Lesetext —
::::
Die Klägerin war zu Beginn des Aufenthalts bei den Großeltern 13 Jahre und an dessen Ende gerade 15 Jahre. Sie hat in der Berufungsbegründung unbestritten ausgeführt, ihre Großeltern hätten ihren Wohnbedarf gedeckt, den Haushalt versorgt, ihre Wäsche gewaschen, sie mit allem ausgestattet, was sie für die Schule und ihre sonstigen Bedürfnisse benötigt habe, sie bei den Hausaufgaben unterstützt und ihr als vertraute Personen zur Seite gestanden.

Auch wenn man im streitigen Zeitraum von einer kontinuierlichen Entwicklung zu mehr Selbständigkeit ausgeht, rechtfertigen die gemachten Angaben, den Aufwand durchgängig mit 150,- € pro Monat anzusetzen. Dies entspricht dem Betreuungsbonus, den der Senat regelmäßig dem Unterhaltspflichtigen gewährt, der selber Kinder dieses Alters betreut, wenn keine Besonderheiten in der Betreuungssituation vorliegen (vgl. dazu auch Wendl/Staudigl, Das Unterhaltsrecht in der familiengerichtlichen Praxis, 6. Auflage, § 2 Rdnr. 275 a).

c) Also ergibt sich ein Gesamtbedarf von 419,- € (269,- € + 150,- €), auf den zum einen das Kindergeld und zum anderen die der Klägerin zustehende Halbwaisenrente anzurechnen ist.

aa) Zur Anrechnung des Kindergeldes:

Während der Senat im Beschluss vom 02.06.2003 die Auffassung vertreten hat, dass auf den ohne Berücksichtigung des Betreuungsaufwands bezifferten Barunterhalt das Kindergeld nur zur Hälfte und unter Berücksichtigung von § 1612 b Abs. 5 BGB anzurechnen sei, hat das Amtsgericht die volle Anrechnung des Kindergeldes für richtig gehalten. Nachdem nunmehr auch der Betreuungsaufwand monetarisiert ist, ist der Lösung des Amtsgerichts zu folgen.

(1) Bedenken, § 1612 b BGB auf den vorliegenden Fall anzuwenden, bestehen nicht. Zwar trifft es zu, dass § 1612 b BGB in erster Linie die Frage betrifft, wie das Kindergeld zwischen zwei unterhaltspflichtigen Elternteilen aufzuteilen ist, die Vorschrift sollte aber die unterhaltsrechtlichen Auswirkungen der Zahlung von Kindergeld abschließend regeln (so Palandt/Diederichsen, BGB, 61. Auflage, § 1612 b, Rdnr. 1; Bamberger/Roth/Reinken, BGB, § 1612 b, Rdnr. 1 unter Hinweis auf die Gesetzesmaterialien) und gilt daher auch vorliegend.
::::
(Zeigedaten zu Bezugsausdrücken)
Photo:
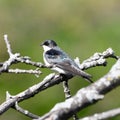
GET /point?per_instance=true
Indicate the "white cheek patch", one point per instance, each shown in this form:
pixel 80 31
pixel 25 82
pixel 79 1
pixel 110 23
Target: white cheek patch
pixel 59 70
pixel 46 48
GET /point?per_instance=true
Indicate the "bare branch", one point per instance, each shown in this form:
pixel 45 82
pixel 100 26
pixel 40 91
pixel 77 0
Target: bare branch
pixel 86 96
pixel 30 92
pixel 36 72
pixel 98 59
pixel 25 112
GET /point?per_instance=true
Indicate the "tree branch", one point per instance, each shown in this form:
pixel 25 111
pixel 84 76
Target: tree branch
pixel 82 99
pixel 86 96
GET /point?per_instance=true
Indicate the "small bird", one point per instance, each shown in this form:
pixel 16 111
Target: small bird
pixel 60 61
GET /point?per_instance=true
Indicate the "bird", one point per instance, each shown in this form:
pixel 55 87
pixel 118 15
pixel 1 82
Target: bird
pixel 60 61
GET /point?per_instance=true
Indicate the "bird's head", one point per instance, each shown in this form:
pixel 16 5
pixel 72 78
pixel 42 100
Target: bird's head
pixel 48 44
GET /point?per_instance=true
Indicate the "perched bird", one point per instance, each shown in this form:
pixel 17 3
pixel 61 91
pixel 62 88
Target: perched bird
pixel 60 61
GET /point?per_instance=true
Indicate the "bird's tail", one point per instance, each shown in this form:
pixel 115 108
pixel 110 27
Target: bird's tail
pixel 85 75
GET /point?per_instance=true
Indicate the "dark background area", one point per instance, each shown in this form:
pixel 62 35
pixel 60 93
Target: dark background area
pixel 80 28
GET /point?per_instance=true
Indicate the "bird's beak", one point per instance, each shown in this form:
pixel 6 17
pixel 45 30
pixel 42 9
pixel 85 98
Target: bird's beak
pixel 41 44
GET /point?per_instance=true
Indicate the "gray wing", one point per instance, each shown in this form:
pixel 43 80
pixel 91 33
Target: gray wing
pixel 61 60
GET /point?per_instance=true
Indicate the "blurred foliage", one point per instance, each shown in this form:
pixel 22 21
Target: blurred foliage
pixel 80 27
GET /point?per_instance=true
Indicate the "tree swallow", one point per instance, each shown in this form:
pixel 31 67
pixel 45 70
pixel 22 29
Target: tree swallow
pixel 60 61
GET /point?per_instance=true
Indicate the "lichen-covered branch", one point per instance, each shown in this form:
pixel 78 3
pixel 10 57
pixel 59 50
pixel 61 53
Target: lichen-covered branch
pixel 86 96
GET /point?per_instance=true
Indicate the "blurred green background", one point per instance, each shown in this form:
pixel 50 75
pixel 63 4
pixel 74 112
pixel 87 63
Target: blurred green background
pixel 80 27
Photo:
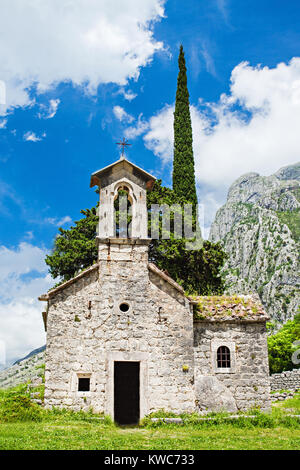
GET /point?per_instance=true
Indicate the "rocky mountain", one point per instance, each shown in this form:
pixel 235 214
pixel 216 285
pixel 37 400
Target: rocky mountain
pixel 259 227
pixel 25 370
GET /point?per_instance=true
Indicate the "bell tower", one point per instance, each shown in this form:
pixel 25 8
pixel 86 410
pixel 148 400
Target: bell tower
pixel 126 179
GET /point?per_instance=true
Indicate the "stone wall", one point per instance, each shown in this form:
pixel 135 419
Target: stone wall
pixel 157 331
pixel 246 384
pixel 288 380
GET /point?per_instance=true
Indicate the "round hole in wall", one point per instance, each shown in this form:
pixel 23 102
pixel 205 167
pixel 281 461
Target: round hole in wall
pixel 124 307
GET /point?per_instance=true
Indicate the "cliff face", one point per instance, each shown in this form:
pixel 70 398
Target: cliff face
pixel 259 227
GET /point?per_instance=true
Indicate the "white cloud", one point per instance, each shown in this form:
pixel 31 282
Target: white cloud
pixel 3 123
pixel 32 137
pixel 160 135
pixel 48 112
pixel 122 115
pixel 85 41
pixel 140 128
pixel 58 222
pixel 253 128
pixel 128 95
pixel 23 277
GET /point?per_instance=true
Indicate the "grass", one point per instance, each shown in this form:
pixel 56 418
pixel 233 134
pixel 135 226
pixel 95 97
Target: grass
pixel 87 436
pixel 24 425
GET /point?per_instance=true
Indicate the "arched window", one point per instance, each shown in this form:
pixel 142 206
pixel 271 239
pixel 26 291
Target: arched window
pixel 223 356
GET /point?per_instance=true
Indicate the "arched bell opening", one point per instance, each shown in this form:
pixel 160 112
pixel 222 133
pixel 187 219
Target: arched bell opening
pixel 123 211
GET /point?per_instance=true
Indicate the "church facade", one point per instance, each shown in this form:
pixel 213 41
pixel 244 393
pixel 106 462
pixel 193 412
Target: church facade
pixel 124 339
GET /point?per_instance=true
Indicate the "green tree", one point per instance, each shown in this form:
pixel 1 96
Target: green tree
pixel 198 271
pixel 280 346
pixel 183 165
pixel 74 249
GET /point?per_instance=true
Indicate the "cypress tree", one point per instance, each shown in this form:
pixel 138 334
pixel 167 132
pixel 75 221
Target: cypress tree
pixel 183 165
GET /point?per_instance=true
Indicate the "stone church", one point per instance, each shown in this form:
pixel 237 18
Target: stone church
pixel 124 339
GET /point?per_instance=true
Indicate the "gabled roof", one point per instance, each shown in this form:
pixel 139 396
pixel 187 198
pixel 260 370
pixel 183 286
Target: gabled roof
pixel 215 308
pixel 62 286
pixel 122 163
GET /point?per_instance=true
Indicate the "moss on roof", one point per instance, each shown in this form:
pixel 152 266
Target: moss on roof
pixel 228 308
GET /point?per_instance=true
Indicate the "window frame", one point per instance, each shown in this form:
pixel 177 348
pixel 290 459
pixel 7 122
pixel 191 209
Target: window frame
pixel 215 345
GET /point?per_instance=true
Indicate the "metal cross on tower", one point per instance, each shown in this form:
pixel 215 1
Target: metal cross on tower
pixel 123 144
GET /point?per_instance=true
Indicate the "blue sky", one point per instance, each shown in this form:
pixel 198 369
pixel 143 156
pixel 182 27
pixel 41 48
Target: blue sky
pixel 78 79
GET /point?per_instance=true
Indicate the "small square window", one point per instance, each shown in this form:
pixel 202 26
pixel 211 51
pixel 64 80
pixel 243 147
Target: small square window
pixel 83 384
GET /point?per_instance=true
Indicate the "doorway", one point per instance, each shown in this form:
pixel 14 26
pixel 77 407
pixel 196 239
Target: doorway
pixel 126 392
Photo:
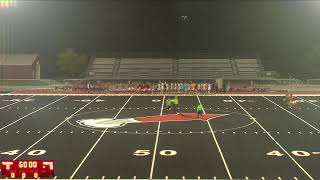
::::
Arbeitsanweisung — Setze den Urteilsauszug zum Unterhalt der Klägerin im Anschluss an seinen letzten Satz fort.

Ergebnis —
(2) Da der Beklagte der allein Unterhaltspflichtige und Kindergeldberechtigte ist, kann er gemäß § 1612 b Abs. 3 BGB grundsätzlich die volle Anrechnung des Kindergeldes beanspruchen. Dass dabei auch § 1612 b Absatz 5 BGB als Grenze für die Anrechnung zu beachten ist, kann nicht zweifelhaft sein, doch greift die Vorschrift vorliegend nicht mehr ein, nachdem sich unter Berücksichtigung des Betreuungsbedarfs ein einheitlicher Barunterhaltsanspruch von 419,- € ergibt, der 135 % des Regelbedarfs übersteigt.

§ 1612 b Abs. 5 BGB dahin auszulegen, dass zweimal 135 % des Regelbetrages gesichert sein müssten, wenn ein Elternteil für den Bar- und den Betreuungsbedarf aufkommen müsse, kommt demgegenüber nicht Betracht, denn aus verfassungsrechtlichen Gründen ist eine einschränkende Auslegung der Vorschrift geboten, die Unterhaltspflichtige mit geringerem Einkommen stärker belastet als Eltern mit höherem Einkommen (Wendl/Staudigl, Das Unterhaltsrecht in der familiengerichtlichen Praxis, 6. Auflage, § 2 Rdnr. 512).

bb) Die Frage, ob die Halbwaisenrente, die Einkommen der Klägerin ist, nicht zur einen Hälfte auf den Barbedarf und zur anderen auf den Betreuungsbedarf anzurechnen sei, stellt sich nicht mehr, nachdem sowohl der Bar- als auch Betreuungsbedarf beziffert und vom Beklagten zu erfüllen sind. Die Halbwaisenrente ist daher in voller Höhe anzurechnen.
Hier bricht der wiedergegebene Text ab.